Dataset records:
--------

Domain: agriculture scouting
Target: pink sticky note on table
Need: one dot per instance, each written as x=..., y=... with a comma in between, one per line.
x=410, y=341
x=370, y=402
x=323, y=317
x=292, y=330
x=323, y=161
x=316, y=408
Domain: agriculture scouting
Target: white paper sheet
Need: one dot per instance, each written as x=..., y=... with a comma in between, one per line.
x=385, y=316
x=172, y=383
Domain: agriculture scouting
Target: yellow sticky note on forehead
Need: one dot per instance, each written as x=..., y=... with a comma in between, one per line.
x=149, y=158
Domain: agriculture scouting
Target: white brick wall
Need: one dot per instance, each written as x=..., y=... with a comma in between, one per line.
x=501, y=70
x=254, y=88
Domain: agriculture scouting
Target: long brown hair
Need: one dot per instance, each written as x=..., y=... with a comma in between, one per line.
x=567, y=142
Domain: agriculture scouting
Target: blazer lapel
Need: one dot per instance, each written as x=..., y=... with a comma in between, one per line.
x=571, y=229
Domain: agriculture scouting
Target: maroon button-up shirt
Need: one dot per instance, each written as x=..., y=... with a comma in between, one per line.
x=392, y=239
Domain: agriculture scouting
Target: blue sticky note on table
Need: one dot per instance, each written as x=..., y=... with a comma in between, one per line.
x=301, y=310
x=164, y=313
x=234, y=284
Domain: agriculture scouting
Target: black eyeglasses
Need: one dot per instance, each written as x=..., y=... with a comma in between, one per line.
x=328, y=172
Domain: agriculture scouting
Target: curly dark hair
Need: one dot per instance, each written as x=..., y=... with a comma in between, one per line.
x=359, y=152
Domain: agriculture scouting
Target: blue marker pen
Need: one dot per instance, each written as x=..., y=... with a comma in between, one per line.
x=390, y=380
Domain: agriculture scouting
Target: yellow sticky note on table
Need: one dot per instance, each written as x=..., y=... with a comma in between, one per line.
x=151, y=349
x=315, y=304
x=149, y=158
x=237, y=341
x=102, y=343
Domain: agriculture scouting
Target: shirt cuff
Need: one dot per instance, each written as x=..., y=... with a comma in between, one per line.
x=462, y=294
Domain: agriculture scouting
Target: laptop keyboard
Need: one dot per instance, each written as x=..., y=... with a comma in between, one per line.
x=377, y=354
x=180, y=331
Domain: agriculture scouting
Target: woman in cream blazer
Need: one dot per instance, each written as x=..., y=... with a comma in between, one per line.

--------

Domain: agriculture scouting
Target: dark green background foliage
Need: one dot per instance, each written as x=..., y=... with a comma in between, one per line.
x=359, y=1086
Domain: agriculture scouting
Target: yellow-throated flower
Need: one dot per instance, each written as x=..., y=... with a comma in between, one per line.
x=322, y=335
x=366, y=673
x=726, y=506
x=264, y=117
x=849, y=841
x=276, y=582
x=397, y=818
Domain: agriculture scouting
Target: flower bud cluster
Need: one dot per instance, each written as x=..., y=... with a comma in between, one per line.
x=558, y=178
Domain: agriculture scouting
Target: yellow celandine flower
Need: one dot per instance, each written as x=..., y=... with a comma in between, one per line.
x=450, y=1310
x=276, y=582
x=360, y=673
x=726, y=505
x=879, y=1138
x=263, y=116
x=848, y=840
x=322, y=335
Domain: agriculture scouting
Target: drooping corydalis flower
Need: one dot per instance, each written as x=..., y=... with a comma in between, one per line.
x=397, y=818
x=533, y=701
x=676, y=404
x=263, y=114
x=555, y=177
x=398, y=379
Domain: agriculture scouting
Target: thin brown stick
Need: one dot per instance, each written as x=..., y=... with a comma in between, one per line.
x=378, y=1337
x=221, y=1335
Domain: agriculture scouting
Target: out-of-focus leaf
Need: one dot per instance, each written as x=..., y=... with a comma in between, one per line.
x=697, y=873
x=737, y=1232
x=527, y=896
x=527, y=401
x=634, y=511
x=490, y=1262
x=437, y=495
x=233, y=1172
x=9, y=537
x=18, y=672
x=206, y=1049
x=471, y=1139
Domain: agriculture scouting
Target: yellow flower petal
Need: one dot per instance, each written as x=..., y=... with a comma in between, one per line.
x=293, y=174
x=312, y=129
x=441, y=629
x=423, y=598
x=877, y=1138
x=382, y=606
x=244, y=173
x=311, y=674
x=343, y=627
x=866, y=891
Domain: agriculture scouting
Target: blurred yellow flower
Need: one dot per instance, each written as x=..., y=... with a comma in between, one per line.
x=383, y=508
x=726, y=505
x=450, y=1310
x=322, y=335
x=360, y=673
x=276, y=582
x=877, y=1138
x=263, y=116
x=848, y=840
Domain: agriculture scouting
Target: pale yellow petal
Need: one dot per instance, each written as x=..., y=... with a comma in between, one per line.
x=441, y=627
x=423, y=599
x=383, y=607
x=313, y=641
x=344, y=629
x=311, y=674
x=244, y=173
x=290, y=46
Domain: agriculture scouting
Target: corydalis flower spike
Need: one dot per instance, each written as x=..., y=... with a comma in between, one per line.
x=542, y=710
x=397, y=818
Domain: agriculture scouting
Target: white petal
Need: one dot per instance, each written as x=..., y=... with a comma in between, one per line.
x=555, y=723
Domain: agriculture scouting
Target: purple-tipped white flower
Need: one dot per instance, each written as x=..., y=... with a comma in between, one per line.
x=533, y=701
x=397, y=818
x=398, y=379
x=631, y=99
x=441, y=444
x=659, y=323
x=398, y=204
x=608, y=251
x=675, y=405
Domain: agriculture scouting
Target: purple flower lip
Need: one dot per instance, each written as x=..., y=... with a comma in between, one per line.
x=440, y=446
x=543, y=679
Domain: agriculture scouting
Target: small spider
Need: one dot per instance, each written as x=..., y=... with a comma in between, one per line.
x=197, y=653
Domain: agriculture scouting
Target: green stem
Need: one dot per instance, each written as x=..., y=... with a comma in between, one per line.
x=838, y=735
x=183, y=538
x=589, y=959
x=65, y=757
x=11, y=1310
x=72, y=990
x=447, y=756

--------

## Required work
Wherever a line of the data holds "hair", copy that line.

## Answer to this problem
Target: long brown hair
Target: curly dark hair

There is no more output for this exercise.